** BEGIN DOCUMENT EXCERPT **
MTH 525, FALL 2006

Brief Notes for Week 4

 

Week 4:

Monday, September 18

           Assignment 2 is collected.

           We begin Chapter 3, Linear Transformations (section 3.1), defining linear transformations, putting them in the larger context of mathematical “morphisms”, and giving a variety of examples.

           Major results from this lecture:

                       A linear transformation is uniquely defined on its basis.

                       Nullity + Rank = Dimension of the codomain.

                       Rank = Row rank.

           Do the following problems: 73: 1-7.

           For Wednesday’s class, read section 3.2.

 

Wednesday, September 20

           We do sections 3.2, 3.3 and begin section 3.4.

           In section 3.2 we look at the algebra of linear transformations.  We find a “good” basis for the vector space L(V,W). 

           We examine L(V,V), the space of linear operators on V. 

           We look at composition of linear transformations and show that it is equivalent to matrix multiplication!  (see p. 78 and then section 3.4.)

           We define nonsingular linear transformations.

           Theorem 8:  A linear transformation is nonsingular iff it maps independent sets to independent sets.

           We glance at Theorem 9 (equivalent statements about “nonsingular”.)

           Do 83: 1, 3, 4.

           We look at isomorphisms (section 3.3, very short.)

           We begin section 3.4, representing linear transformations as matrices (under the assumption that the underlying vector spaces are finite dimensional.)

           This “change of basis” matrix P has columns which are the coordinates of basis #2 written with respect to basis #1 (see p. 91, in chapter 3.)

 

Last modified October 1, 2006
** END DOCUMENT EXCERPT **
** BEGIN DATASET EXTRACT **
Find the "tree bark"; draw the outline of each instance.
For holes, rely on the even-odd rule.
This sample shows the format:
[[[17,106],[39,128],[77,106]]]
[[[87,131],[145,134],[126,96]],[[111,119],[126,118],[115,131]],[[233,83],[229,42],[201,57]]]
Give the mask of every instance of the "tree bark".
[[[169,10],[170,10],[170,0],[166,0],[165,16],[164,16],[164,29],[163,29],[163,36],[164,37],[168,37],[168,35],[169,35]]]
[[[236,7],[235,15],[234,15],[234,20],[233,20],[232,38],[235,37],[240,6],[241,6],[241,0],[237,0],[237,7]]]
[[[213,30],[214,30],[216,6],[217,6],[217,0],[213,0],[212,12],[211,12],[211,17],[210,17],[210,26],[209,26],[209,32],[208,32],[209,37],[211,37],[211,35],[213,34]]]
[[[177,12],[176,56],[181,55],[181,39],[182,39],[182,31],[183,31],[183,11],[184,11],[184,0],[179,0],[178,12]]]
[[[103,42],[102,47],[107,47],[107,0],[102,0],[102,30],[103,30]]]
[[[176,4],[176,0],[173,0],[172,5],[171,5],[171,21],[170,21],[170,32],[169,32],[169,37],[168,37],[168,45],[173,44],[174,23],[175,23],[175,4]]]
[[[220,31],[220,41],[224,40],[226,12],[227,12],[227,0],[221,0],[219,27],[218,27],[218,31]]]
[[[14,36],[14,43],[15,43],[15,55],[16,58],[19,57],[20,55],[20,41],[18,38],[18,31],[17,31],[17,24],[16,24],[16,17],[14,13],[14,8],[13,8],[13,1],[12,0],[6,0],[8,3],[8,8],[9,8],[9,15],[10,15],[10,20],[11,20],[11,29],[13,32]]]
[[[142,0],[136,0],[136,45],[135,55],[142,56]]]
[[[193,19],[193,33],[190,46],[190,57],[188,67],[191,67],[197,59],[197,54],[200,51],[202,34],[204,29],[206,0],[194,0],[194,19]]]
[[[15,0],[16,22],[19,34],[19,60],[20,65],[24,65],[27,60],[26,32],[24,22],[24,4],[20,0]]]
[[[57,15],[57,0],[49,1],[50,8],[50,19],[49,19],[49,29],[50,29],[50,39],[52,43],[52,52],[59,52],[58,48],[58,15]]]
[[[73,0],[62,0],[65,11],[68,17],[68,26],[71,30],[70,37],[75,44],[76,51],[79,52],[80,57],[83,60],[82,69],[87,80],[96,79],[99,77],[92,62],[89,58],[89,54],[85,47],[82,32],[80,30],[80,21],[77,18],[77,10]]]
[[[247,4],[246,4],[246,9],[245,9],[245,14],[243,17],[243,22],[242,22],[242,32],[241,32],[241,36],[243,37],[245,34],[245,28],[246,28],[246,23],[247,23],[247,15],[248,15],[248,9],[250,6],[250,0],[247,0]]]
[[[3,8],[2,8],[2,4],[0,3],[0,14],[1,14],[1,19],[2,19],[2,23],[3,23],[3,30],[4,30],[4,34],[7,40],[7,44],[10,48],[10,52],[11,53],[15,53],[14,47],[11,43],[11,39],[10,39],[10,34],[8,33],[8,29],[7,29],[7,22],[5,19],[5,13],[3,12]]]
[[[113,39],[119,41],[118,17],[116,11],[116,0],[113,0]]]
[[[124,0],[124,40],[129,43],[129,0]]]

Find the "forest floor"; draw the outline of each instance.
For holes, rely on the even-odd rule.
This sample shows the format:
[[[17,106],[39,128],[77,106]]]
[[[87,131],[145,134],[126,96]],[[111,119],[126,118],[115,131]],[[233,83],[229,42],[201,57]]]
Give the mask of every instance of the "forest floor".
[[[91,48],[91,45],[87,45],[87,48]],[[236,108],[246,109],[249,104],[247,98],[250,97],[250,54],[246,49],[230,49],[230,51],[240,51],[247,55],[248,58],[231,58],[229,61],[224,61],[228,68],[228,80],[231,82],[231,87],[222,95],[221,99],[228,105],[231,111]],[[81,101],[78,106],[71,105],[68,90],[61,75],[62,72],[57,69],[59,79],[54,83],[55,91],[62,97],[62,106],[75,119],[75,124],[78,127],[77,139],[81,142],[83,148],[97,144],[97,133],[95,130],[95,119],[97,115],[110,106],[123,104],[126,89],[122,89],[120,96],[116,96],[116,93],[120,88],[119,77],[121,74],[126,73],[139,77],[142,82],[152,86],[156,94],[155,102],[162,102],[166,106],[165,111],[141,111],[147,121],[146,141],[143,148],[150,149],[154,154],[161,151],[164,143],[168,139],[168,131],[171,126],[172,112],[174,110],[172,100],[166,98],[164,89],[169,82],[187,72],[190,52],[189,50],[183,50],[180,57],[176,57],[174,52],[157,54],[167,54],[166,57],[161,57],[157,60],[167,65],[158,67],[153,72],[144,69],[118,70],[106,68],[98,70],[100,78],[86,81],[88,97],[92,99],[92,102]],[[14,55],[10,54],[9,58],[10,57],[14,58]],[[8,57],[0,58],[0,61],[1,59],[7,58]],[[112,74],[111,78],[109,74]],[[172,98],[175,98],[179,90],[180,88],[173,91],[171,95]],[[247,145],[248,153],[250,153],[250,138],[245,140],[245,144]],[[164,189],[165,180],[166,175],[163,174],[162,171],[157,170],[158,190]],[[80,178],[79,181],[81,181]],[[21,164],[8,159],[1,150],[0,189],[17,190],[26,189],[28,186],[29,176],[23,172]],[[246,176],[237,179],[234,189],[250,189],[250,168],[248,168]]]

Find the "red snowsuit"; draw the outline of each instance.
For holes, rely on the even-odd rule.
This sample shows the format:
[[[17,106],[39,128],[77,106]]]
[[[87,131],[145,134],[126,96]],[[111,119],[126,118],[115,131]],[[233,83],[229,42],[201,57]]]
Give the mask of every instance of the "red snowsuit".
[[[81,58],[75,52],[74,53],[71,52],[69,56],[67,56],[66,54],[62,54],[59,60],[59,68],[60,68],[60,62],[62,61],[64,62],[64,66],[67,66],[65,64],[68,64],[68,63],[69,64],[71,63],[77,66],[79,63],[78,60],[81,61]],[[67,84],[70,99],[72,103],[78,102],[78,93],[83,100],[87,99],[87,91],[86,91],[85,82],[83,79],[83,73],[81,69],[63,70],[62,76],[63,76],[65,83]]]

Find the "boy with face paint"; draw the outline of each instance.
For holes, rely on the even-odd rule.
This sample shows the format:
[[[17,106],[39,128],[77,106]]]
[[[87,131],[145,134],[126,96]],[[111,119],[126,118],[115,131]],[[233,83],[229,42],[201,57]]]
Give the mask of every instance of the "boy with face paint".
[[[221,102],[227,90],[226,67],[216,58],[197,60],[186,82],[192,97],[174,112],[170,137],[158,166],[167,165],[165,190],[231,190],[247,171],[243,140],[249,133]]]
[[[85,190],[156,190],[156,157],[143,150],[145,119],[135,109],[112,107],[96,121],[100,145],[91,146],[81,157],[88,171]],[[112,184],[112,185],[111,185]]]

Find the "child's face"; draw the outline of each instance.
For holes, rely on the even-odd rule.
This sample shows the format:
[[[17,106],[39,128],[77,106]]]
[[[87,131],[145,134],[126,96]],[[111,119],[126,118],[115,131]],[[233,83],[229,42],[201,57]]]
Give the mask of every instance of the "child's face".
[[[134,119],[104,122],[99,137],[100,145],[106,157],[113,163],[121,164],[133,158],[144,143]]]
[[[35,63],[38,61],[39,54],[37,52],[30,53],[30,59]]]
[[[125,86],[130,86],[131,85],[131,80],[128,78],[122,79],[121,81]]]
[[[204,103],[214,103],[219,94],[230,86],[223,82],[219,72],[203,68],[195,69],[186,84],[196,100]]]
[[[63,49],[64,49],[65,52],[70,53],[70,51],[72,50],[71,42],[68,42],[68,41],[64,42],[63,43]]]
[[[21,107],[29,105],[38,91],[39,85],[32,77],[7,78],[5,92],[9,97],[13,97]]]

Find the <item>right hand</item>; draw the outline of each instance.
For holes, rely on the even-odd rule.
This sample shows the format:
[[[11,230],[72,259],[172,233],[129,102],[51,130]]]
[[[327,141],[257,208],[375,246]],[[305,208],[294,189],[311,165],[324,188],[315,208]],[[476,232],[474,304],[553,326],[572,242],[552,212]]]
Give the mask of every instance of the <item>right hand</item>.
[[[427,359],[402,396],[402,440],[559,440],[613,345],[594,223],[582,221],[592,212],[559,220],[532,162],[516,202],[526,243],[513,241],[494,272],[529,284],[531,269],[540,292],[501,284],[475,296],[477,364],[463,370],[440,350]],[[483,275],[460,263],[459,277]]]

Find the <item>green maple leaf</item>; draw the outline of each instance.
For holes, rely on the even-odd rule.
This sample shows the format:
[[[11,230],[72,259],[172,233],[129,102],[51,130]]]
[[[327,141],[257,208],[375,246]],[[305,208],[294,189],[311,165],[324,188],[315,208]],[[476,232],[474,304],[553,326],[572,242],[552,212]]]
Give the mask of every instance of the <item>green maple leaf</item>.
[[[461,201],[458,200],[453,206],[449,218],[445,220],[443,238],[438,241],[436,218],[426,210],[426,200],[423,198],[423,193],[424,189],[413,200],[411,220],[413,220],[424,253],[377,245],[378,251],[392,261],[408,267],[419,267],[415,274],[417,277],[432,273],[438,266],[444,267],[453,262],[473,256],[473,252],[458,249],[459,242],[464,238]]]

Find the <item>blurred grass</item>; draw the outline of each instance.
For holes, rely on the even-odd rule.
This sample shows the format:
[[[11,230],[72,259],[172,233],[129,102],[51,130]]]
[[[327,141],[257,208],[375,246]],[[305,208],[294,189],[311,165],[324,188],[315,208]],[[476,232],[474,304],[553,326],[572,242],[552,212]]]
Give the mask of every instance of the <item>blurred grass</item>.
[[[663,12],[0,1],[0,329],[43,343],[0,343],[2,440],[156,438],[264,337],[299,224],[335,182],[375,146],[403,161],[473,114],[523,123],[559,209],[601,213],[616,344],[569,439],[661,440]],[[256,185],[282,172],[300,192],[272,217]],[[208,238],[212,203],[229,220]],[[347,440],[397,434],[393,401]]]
** END DATASET EXTRACT **
> [EXERCISE REQUIREMENTS]: Decide whether each statement below agrees with the Week 4 notes, answering yes or no and quoting the deciding words of the notes. 1. Students are to read section 3.2 before Wednesday's class. 2. Section 3.3, on isomorphisms, is described as lengthy. 3. Composition of linear transformations is shown to be equivalent to matrix multiplication.

> [SOLUTION FOR THIS EXERCISE]:
1. Yes: "For Wednesday’s class, read section 3.2."
2. No: "We look at isomorphisms (section 3.3, very short.)"
3. Yes: "We look at composition of linear transformations and show that it is equivalent to matrix multiplication!"